=== Data to use ===

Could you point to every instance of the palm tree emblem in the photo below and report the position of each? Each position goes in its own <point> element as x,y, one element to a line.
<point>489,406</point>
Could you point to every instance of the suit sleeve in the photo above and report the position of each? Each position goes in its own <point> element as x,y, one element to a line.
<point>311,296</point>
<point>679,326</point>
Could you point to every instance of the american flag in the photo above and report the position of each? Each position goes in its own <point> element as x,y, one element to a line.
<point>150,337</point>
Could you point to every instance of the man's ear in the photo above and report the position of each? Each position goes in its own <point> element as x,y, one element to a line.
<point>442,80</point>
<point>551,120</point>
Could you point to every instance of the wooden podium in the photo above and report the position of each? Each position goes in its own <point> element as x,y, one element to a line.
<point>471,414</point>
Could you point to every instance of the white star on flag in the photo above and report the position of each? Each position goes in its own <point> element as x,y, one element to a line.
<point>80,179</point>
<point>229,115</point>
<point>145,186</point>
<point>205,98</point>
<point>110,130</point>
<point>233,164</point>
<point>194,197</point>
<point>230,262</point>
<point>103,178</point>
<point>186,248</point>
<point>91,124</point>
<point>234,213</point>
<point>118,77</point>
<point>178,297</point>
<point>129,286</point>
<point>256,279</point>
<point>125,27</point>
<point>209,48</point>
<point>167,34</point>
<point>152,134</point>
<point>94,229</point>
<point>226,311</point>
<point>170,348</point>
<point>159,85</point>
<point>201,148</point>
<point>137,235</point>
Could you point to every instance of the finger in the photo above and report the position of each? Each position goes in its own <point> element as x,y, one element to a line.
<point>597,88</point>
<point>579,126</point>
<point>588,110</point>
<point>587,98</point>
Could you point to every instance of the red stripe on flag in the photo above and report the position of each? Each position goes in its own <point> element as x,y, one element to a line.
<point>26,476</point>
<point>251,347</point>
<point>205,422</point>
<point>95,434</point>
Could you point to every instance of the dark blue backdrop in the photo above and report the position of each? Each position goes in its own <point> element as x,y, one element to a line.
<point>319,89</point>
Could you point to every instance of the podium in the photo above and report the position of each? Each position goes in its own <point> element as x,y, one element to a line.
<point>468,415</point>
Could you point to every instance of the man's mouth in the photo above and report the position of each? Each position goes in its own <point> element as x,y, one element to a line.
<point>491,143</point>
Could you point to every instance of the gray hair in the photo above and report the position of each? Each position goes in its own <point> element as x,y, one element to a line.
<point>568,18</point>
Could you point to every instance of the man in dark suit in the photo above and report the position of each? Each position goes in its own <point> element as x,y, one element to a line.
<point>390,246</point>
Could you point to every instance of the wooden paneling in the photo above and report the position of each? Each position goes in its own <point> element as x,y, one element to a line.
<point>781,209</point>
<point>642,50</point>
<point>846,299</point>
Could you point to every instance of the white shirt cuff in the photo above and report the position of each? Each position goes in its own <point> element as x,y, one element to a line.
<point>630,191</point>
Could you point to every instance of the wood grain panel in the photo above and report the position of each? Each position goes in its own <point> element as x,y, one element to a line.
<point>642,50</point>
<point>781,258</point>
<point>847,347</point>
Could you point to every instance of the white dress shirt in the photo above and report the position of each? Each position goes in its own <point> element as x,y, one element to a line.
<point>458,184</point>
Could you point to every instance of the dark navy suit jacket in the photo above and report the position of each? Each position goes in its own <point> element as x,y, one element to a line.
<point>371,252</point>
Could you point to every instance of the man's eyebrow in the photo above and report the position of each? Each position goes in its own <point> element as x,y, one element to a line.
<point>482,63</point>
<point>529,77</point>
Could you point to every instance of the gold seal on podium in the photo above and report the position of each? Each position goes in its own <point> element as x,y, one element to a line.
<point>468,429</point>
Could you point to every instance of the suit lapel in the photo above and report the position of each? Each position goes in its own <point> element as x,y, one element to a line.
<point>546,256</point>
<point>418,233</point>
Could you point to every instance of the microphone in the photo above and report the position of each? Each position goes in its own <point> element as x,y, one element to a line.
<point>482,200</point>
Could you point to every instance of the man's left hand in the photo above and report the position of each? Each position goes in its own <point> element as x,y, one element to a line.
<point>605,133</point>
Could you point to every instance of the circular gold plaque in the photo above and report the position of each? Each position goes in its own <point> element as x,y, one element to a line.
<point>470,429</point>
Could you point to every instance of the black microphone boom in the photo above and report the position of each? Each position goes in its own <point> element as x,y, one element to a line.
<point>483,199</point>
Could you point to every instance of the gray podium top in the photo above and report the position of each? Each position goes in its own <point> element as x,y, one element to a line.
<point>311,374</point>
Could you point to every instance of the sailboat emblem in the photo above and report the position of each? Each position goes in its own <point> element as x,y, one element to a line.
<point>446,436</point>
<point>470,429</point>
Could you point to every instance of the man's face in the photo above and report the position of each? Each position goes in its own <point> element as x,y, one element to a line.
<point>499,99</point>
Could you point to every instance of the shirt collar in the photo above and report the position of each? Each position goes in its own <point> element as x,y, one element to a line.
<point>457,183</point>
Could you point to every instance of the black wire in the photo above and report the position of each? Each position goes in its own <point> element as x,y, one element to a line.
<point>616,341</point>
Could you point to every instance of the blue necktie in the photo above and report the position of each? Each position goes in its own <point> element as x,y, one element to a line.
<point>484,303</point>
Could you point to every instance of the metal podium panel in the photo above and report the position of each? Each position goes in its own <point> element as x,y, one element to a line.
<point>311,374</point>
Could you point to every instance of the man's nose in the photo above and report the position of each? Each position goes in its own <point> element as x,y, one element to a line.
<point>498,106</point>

===

▶ _Task prompt_
Could you please reproduce each record exactly, leaving nothing out?

▶ _Finished exercise_
Could you point to every instance of the palm tree emblem in the photo below and report the position of each? Each position goes in its own <point> element as x,y, one element to a line.
<point>489,406</point>
Could you point to every instance of the suit sleeve in the photo above and report the position of each? Each position goes in its own <point> element as x,y, one element to a line.
<point>311,296</point>
<point>679,326</point>
Could you point to every instance of the american flag in the photo above and report the position of each? Each position goes in its own <point> element as x,y, one element to a line.
<point>150,337</point>
Could you point to every instance of the man's ear in the photo above and report the position of each? Each position goes in its own <point> element as x,y, one element to a line.
<point>442,80</point>
<point>551,120</point>
Could you point to every instance of the wooden podium in the photo above and report the position of each? Each position goes in its own <point> element as x,y, one element to a line.
<point>471,414</point>
Could you point to every instance of the white star on flag in the photo above and report the position of each? Each position goes in its own <point> element as x,y, one element to a line.
<point>80,179</point>
<point>229,115</point>
<point>145,186</point>
<point>205,98</point>
<point>110,130</point>
<point>233,164</point>
<point>194,197</point>
<point>230,262</point>
<point>103,178</point>
<point>186,248</point>
<point>91,124</point>
<point>234,213</point>
<point>118,77</point>
<point>178,297</point>
<point>129,286</point>
<point>256,279</point>
<point>125,27</point>
<point>209,48</point>
<point>167,34</point>
<point>152,134</point>
<point>94,229</point>
<point>226,311</point>
<point>170,348</point>
<point>159,85</point>
<point>201,148</point>
<point>137,235</point>
Could you point to every instance of the finger in the photo above and report the position of each? Each position goes in its own <point> element as x,y, one element to a line.
<point>597,88</point>
<point>579,126</point>
<point>588,110</point>
<point>587,98</point>
Could you point to every instance of the red stripe on flag in the photo above and report the position of each? Each position goes in its own <point> element as x,y, one element to a line.
<point>26,476</point>
<point>251,347</point>
<point>205,422</point>
<point>95,434</point>
Could you point to every instance of the dark blue backdrop in the photo above and report the position of each? Each position goes in its own <point> element as x,y, one element to a line.
<point>319,89</point>
Could you point to every instance of the podium in the photo above and report the position of each? Each position goes in its own <point> element as x,y, one element to a line.
<point>468,415</point>
Could you point to every instance of the man's mouth in the photo above and report the position of each? Each position goes in its own <point> element as x,y, one element to a line.
<point>491,143</point>
Could you point to every instance of the gray hair in the photo above and report the position of each? Each position goes in its own <point> element as x,y, one element to a line.
<point>568,18</point>
Could you point to every instance of the man in dark suit in the photo above and report the position of each? Each position goes in its own <point> element as x,y, one element to a line.
<point>390,246</point>
Could you point to every instance of the wooden paneling in the photo above and report the position of each? Each position goes in its own <point> element as x,y, one element to a line.
<point>781,209</point>
<point>642,50</point>
<point>846,299</point>
Could you point to every instance of the white shirt cuff in the photo above and report the position of each? Each position goes in its own <point> element as x,y, one element to a line.
<point>630,191</point>
Could you point to every instance of the wood grain panel in the photo above and report the position of each? Each position goes in its own <point> element as x,y, one element to a line.
<point>642,50</point>
<point>781,258</point>
<point>847,347</point>
Could you point to every instance of the white dress shirt in the photo above and report the position of each? Each position goes in its own <point> element as x,y, one element to a line.
<point>458,184</point>
Could you point to every instance of the dark navy suit jacket in the photo above and report the position of each? Each position goes in its own <point> element as x,y, one element to a line.
<point>371,252</point>
Could you point to every instance of the man's eyebrow in the photo above and report the position of each? Each position goes in its own <point> element as x,y, one element to a line.
<point>482,63</point>
<point>529,77</point>
Could you point to every instance of the gold seal on podium in the photo above and report the position of each? Each position goes in its own <point> element as x,y, one element to a line.
<point>468,429</point>
Could you point to every instance of the suit lapel in the photo above and report the position of each? Each position goes in its own <point> element as x,y, one element to a line.
<point>546,256</point>
<point>418,233</point>
Could you point to every instance of the microphone in the photo above and report the position of each? Each position goes in its own <point> element as x,y, one element to a line.
<point>482,200</point>
Could you point to every instance of the man's left hand in the photo above and report the position of each? Each position goes in its own <point> element as x,y, one element to a line.
<point>605,133</point>
Could you point to every instance of the circular gold plaque in the photo above and report the position of each? Each position goes in its own <point> element as x,y, one element to a line.
<point>470,429</point>
Could you point to every instance of the black microphone boom in the photo above and report the position of each? Each position goes in its own <point> element as x,y, one element to a line.
<point>483,199</point>
Could you point to every instance of the gray podium top in the photo above and report the position of each? Each position goes in its own <point> element as x,y, one element to a line.
<point>311,374</point>
Could you point to every instance of the sailboat emblem in the photo above and report the position of each? Each position goes in its own <point> element as x,y, one element to a line.
<point>446,436</point>
<point>470,429</point>
Could you point to every instance of the man's face in the photo above and report the position of each? Each position goes in its own <point> element as x,y, one element to a line.
<point>499,99</point>
Could you point to every instance of the shirt collar in the photo above and report the position of each? Each position goes in its own <point> element as x,y, one element to a line.
<point>457,183</point>
Could you point to every instance of the black wire in the photo above and report the position of each? Each position goes in its own <point> element as x,y, one element to a line.
<point>616,341</point>
Could you point to every instance of the blue necktie in the photo above and report the position of each? Each position goes in its own <point> element as x,y, one element to a line.
<point>484,303</point>
Could you point to every instance of the metal podium panel in the photo above and report the position of each? Each position goes in its own <point> element as x,y, one element to a line.
<point>311,374</point>
Could you point to every instance of the man's nose in the photo above and report the position of each? Each position goes in its own <point> element as x,y, one element to a line.
<point>498,106</point>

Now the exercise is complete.